▶ [The input]:

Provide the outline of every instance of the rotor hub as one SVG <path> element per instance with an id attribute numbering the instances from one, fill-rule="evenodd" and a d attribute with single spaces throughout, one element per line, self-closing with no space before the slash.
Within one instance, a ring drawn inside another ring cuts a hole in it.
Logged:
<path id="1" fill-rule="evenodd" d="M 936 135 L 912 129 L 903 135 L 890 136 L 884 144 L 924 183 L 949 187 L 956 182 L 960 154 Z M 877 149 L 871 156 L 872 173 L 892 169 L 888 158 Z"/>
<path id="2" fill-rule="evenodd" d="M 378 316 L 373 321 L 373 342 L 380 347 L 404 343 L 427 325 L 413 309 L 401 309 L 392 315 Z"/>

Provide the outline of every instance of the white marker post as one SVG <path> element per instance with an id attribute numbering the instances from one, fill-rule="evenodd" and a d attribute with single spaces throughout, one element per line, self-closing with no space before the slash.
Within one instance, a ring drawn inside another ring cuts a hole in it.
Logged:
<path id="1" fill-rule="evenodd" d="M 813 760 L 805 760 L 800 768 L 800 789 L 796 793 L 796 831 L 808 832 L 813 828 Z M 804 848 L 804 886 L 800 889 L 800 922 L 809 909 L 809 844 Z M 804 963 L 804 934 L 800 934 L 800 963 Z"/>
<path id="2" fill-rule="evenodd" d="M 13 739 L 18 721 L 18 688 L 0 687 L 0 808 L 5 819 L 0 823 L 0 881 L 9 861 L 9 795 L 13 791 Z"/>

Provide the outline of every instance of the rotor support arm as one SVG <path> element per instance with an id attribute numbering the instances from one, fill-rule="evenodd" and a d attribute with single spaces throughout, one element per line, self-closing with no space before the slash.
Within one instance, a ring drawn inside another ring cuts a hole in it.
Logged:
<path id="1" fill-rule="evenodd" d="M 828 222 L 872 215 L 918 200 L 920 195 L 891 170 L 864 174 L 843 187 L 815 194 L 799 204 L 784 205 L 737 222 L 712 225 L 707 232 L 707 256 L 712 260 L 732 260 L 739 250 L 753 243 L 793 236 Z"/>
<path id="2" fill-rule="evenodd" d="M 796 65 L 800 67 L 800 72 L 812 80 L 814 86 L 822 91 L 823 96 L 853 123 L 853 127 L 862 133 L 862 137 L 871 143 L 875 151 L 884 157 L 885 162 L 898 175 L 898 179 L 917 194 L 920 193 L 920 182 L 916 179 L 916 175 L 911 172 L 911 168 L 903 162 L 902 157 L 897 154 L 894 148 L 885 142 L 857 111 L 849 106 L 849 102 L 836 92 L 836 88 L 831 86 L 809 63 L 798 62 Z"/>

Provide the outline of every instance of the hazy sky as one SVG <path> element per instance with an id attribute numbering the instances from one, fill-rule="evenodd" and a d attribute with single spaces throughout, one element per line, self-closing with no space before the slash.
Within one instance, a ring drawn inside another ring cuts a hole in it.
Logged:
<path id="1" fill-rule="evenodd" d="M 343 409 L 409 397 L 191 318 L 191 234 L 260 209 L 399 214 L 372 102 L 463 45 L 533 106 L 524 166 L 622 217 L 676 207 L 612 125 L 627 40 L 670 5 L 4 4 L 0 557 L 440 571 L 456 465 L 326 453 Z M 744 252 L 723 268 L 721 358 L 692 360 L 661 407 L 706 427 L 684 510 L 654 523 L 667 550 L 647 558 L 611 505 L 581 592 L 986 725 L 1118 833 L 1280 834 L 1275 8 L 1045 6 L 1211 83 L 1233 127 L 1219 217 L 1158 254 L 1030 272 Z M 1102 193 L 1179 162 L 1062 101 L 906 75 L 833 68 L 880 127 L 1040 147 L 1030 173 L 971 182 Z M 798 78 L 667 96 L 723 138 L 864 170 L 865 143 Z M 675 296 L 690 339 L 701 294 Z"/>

▶ [Task brief]: Send back every entry precisely as given.

▶ [Your solution]:
Provide the outline of every instance of the rotor hub as one SVG <path> element per instance with an id attribute numbering the instances from one, fill-rule="evenodd" and a d attribute with single spaces throughout, one element per line, self-closing with no space before the slash.
Within one instance, a ring drawn inside another ring cuts a hole in it.
Logged:
<path id="1" fill-rule="evenodd" d="M 936 135 L 912 129 L 903 135 L 890 136 L 884 144 L 924 183 L 949 187 L 956 182 L 960 154 Z M 877 149 L 871 156 L 872 173 L 892 169 L 888 158 Z"/>
<path id="2" fill-rule="evenodd" d="M 378 316 L 373 321 L 373 342 L 380 347 L 404 343 L 427 325 L 413 309 L 401 309 L 392 315 Z"/>

Provide the outline of every instance of the white marker post as one SVG <path> element per instance with an id attribute numbering the instances from one, fill-rule="evenodd" and a d attribute with single spaces throughout, one element per line, self-closing with no space before the slash.
Within one instance, a ring drawn inside another ring cuts a hole in it.
Logged:
<path id="1" fill-rule="evenodd" d="M 813 760 L 805 760 L 800 768 L 800 789 L 796 793 L 796 831 L 808 832 L 813 828 Z M 804 848 L 804 886 L 800 889 L 800 922 L 809 909 L 809 844 Z M 804 963 L 804 934 L 800 934 L 800 963 Z"/>
<path id="2" fill-rule="evenodd" d="M 13 739 L 18 721 L 18 688 L 0 687 L 0 808 L 5 819 L 0 823 L 0 881 L 9 861 L 9 795 L 13 791 Z"/>

Provide the outline of every instance of the rotor support arm as one SVG <path> element per instance with an id attribute numbering the instances from one, fill-rule="evenodd" and a d attribute with single spaces throughout, one element per line, self-closing with no space before the slash.
Within one instance, a ring drawn inside another ring cuts a hole in it.
Logged:
<path id="1" fill-rule="evenodd" d="M 828 222 L 872 215 L 918 200 L 920 195 L 891 170 L 864 174 L 843 187 L 815 194 L 799 204 L 784 205 L 737 222 L 712 225 L 707 232 L 707 256 L 712 260 L 732 260 L 739 250 L 753 243 L 793 236 Z"/>
<path id="2" fill-rule="evenodd" d="M 796 65 L 800 67 L 800 72 L 812 80 L 814 86 L 822 91 L 823 96 L 853 123 L 853 127 L 862 133 L 862 137 L 871 143 L 875 151 L 884 157 L 885 162 L 898 175 L 898 179 L 917 194 L 920 193 L 920 182 L 916 179 L 916 175 L 911 172 L 911 168 L 903 162 L 902 157 L 897 154 L 894 148 L 885 142 L 857 111 L 849 106 L 849 102 L 836 92 L 836 88 L 831 86 L 809 63 L 798 62 Z"/>

Provide the outline of every instance of the hazy sky as one SVG <path> element per instance with an id attribute numbering the instances from one, fill-rule="evenodd" and a d attribute with single spaces throughout, one element per line, self-closing with no space before the slash.
Within one instance, a ring drawn inside another ring cuts a hole in it.
Logged:
<path id="1" fill-rule="evenodd" d="M 343 409 L 409 397 L 191 318 L 191 234 L 260 209 L 399 214 L 372 102 L 463 45 L 533 106 L 524 166 L 622 217 L 676 207 L 612 125 L 627 40 L 670 5 L 4 4 L 0 557 L 440 571 L 456 465 L 326 453 Z M 744 252 L 723 268 L 721 358 L 692 360 L 661 407 L 706 427 L 684 510 L 654 523 L 667 550 L 647 558 L 611 505 L 581 592 L 986 725 L 1118 833 L 1280 834 L 1275 8 L 1045 6 L 1211 83 L 1233 127 L 1219 217 L 1158 254 L 1030 272 Z M 1102 193 L 1179 162 L 1062 101 L 906 75 L 833 68 L 880 127 L 1040 147 L 1030 173 L 971 182 Z M 798 78 L 667 96 L 723 138 L 864 170 L 865 143 Z M 675 296 L 690 339 L 701 294 Z"/>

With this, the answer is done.